• _Task input_:
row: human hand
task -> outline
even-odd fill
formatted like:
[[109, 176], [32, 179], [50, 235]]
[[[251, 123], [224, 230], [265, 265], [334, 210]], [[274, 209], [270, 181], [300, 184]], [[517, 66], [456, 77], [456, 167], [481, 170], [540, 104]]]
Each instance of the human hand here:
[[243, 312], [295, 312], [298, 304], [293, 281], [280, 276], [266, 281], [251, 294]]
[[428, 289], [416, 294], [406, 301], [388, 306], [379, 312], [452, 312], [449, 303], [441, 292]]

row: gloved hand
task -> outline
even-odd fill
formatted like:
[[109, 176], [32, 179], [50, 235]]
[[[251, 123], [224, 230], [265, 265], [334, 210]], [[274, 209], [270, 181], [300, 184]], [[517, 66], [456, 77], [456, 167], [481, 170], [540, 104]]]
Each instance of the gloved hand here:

• _Objective_: Write out the records again, swapping every "formatted like" for "in this format" and leaving everything else the same.

• _Answer to this problem_:
row: human hand
task -> outline
even-odd fill
in this format:
[[109, 176], [32, 179], [50, 235]]
[[[251, 123], [224, 230], [265, 265], [334, 210]], [[274, 209], [270, 181], [300, 184]], [[517, 66], [456, 77], [456, 167], [481, 170], [540, 104]]]
Each instance of the human hand here:
[[243, 312], [295, 312], [298, 304], [293, 281], [280, 276], [266, 281], [251, 294]]
[[428, 289], [416, 294], [406, 301], [388, 306], [379, 312], [452, 312], [449, 303], [441, 292]]

row: gloved hand
task -> outline
even-odd fill
in this format:
[[109, 176], [32, 179], [50, 235]]
[[[251, 123], [224, 230], [265, 265], [334, 210]], [[274, 209], [270, 181], [300, 184]], [[517, 66], [456, 77], [456, 167], [481, 170], [540, 104]]]
Each instance of the gloved hand here:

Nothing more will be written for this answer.